● **Extracted data entries**:
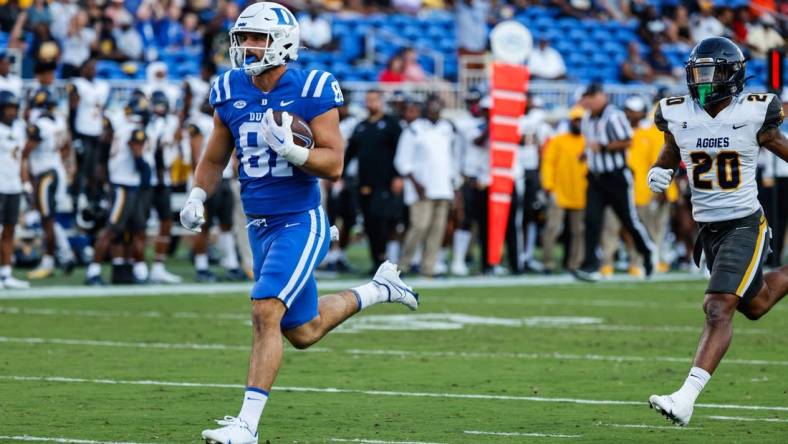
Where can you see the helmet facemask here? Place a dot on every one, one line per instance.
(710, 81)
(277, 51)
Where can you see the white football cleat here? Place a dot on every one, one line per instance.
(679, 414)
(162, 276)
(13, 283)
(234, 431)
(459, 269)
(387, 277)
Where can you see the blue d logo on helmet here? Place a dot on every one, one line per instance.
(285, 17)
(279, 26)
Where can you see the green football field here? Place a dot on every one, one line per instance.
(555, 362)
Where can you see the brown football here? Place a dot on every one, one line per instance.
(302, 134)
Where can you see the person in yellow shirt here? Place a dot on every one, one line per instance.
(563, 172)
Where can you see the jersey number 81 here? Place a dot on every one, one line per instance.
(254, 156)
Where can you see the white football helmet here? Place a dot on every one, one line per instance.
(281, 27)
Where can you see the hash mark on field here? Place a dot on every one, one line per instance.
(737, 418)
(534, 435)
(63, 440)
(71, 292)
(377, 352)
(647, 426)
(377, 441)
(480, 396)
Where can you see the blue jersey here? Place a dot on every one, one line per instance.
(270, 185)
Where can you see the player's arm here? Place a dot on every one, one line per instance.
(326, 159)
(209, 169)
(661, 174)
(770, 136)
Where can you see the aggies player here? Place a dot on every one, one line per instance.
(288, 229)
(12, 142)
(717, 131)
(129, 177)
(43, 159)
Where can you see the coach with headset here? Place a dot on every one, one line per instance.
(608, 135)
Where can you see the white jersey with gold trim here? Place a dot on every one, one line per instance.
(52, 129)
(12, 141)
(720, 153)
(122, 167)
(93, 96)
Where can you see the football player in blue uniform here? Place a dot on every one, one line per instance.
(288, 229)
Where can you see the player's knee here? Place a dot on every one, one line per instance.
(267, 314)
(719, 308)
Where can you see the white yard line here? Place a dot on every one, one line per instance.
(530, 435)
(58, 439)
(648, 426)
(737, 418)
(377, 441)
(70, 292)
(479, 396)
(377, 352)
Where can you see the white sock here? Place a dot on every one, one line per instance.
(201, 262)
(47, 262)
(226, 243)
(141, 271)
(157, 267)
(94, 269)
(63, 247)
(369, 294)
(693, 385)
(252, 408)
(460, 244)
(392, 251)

...

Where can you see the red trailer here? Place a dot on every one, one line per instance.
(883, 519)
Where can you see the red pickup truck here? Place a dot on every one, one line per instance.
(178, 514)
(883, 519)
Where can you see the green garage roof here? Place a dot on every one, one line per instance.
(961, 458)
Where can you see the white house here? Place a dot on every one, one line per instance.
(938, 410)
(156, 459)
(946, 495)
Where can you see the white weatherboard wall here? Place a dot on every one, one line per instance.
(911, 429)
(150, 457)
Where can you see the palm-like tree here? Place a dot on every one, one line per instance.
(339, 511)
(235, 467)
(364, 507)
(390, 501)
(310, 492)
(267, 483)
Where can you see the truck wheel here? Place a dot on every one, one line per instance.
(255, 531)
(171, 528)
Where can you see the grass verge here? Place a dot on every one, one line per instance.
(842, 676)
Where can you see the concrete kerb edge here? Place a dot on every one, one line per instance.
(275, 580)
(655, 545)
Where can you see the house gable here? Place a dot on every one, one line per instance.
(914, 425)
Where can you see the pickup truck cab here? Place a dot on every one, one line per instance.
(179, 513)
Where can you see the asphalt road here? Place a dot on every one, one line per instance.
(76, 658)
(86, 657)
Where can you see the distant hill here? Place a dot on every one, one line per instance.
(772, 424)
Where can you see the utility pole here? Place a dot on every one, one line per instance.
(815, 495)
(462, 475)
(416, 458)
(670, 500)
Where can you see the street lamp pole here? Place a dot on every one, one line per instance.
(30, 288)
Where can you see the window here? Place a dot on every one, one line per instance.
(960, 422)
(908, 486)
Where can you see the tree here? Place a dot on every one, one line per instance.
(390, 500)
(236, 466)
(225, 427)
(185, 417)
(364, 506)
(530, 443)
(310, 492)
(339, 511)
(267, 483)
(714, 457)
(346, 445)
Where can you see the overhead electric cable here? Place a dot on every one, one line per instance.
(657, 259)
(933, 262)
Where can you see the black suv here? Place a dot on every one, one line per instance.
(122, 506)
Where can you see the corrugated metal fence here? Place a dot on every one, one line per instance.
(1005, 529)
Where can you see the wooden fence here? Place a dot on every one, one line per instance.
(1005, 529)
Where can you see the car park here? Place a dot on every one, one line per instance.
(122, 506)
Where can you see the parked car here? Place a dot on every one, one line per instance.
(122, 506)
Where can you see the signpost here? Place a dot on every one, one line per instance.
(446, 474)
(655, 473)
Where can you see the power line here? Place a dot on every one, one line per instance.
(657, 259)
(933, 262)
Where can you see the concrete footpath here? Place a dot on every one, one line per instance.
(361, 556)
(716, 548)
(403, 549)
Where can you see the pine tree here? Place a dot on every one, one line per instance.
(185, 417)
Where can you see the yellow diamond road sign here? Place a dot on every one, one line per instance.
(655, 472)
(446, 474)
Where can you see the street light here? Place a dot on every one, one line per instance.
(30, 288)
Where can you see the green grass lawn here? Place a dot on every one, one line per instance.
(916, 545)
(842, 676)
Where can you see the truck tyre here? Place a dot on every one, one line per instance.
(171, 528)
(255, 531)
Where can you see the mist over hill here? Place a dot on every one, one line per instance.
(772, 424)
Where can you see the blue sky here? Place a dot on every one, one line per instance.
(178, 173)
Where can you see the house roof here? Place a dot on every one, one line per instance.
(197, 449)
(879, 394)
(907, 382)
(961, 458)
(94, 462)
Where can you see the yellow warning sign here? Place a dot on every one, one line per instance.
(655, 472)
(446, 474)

---

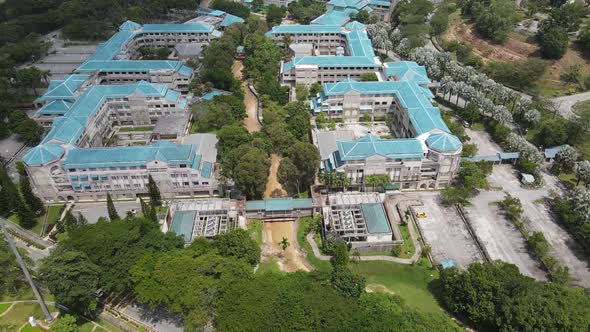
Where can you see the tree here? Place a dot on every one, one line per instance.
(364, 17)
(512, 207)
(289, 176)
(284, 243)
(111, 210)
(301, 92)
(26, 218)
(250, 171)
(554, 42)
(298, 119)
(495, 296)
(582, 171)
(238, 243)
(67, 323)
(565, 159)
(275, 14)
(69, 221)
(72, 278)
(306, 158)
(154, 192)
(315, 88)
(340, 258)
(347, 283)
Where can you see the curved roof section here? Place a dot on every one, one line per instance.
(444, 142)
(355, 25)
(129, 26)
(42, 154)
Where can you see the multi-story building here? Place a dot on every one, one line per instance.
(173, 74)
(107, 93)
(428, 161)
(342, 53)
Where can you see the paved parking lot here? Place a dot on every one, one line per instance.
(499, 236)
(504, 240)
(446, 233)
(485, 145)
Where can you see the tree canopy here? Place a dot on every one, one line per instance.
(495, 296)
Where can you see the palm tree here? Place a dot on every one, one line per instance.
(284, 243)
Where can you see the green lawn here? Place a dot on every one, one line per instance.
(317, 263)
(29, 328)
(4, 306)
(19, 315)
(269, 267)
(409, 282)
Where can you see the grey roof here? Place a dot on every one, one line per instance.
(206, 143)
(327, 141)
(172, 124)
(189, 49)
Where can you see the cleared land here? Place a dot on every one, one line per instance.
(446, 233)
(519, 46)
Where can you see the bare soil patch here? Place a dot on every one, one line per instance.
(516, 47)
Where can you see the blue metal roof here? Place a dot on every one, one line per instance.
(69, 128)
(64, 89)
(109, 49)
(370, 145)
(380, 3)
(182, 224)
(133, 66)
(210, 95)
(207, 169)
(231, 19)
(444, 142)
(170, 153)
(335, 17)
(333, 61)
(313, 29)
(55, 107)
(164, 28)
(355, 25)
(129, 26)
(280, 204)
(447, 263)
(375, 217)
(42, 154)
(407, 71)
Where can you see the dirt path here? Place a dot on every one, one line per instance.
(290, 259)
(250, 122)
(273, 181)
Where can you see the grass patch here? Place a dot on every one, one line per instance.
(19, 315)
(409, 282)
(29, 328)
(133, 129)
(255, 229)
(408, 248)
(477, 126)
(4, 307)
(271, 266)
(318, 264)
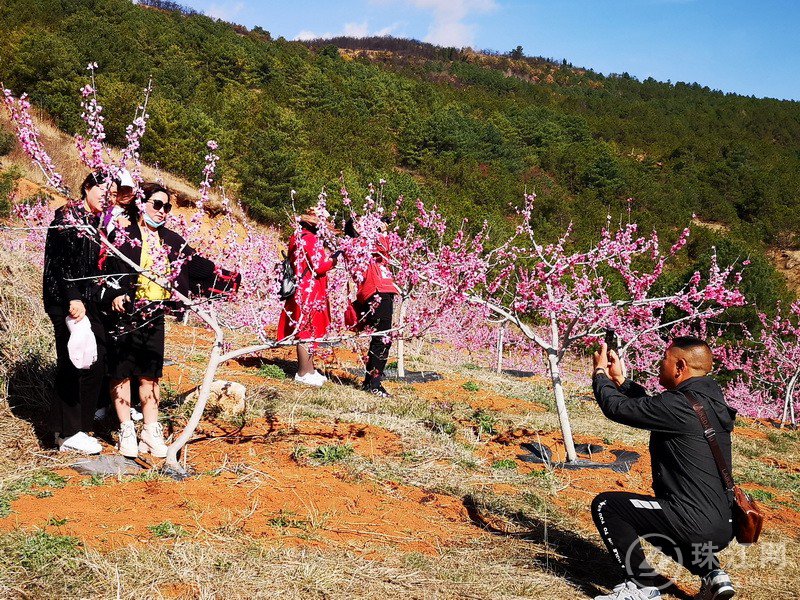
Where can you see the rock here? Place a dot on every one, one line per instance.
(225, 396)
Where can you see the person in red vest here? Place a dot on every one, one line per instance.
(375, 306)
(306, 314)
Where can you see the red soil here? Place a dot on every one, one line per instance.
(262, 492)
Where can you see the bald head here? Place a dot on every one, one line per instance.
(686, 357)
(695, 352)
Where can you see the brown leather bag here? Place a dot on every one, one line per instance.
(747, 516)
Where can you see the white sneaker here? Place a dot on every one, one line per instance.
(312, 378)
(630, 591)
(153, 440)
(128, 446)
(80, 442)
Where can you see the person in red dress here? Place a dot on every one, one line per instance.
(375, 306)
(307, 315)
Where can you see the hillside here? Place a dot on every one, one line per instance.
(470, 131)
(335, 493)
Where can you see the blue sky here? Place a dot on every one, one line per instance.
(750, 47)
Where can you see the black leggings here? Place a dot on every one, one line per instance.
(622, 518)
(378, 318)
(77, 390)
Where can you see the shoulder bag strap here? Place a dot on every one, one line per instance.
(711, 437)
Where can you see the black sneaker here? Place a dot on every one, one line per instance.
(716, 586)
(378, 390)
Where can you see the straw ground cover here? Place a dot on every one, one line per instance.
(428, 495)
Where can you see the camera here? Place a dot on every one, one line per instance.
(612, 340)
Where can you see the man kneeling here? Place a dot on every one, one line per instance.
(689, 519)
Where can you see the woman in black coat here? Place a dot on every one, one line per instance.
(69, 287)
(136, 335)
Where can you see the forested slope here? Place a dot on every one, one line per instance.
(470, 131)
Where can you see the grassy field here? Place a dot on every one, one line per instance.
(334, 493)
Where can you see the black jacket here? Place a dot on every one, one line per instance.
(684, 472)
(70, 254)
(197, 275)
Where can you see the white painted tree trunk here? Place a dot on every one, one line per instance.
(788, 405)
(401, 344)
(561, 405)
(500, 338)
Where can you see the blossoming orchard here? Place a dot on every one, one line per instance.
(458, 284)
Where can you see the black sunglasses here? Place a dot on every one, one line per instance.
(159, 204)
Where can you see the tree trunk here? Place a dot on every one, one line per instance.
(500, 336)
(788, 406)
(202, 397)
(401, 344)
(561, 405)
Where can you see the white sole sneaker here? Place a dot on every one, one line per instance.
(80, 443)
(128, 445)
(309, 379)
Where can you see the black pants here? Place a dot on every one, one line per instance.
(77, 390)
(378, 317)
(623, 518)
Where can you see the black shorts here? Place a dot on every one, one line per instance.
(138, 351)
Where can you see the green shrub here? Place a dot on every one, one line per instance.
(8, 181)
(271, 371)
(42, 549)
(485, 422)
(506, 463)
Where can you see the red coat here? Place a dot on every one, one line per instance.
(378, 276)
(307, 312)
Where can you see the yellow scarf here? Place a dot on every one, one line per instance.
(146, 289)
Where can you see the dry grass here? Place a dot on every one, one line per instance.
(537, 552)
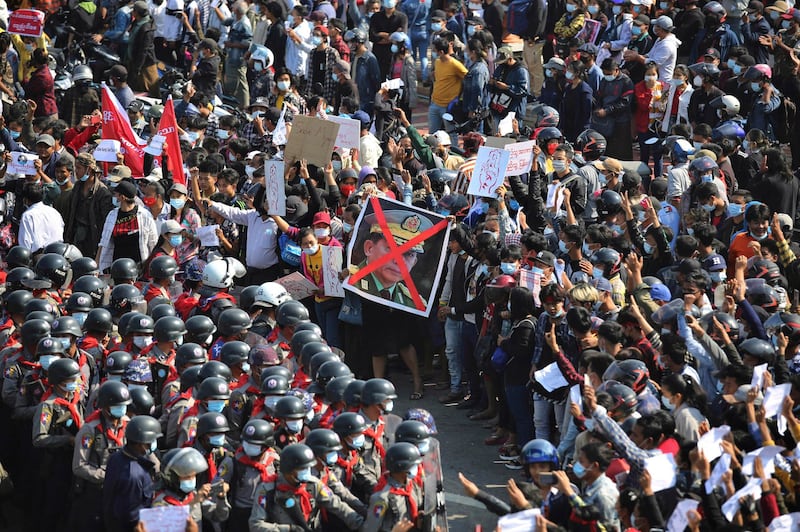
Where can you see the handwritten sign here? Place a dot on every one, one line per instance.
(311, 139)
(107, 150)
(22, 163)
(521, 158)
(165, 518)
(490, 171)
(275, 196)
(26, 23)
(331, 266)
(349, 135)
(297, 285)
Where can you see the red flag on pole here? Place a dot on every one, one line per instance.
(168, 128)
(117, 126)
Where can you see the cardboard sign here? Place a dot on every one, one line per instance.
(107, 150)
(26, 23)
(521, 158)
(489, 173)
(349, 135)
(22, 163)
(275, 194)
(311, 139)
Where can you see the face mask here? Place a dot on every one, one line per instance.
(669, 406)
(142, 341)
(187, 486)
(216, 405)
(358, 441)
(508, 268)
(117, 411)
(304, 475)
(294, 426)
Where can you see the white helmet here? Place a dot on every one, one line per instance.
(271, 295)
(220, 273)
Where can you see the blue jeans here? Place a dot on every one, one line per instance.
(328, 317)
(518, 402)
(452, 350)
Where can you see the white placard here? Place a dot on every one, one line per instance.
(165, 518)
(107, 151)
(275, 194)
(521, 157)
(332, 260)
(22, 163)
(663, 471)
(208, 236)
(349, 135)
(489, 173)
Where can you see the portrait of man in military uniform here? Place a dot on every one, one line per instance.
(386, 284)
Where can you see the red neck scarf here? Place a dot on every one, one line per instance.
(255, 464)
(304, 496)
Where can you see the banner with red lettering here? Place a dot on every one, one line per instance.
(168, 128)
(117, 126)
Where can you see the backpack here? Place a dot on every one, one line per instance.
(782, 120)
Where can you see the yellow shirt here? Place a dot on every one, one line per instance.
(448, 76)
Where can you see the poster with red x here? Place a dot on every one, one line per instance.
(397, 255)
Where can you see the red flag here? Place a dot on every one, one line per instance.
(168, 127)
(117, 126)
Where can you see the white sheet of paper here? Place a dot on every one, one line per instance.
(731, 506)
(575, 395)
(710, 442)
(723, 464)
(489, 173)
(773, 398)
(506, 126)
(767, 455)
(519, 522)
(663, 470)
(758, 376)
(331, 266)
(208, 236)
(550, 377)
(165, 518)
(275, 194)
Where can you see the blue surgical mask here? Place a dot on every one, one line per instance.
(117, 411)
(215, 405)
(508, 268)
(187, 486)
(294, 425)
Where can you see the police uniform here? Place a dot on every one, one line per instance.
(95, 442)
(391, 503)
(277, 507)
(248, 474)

● **PROMPT**: Report every line in the records above that contains the word "brown", copying each line in full. Case matters.

● **RESPONSE TO THIS TASK**:
Where can you see the brown football here? Place a dot on every one, one line per instance.
Where can you see the brown leather bag here? Place a dot on every one, one line per instance.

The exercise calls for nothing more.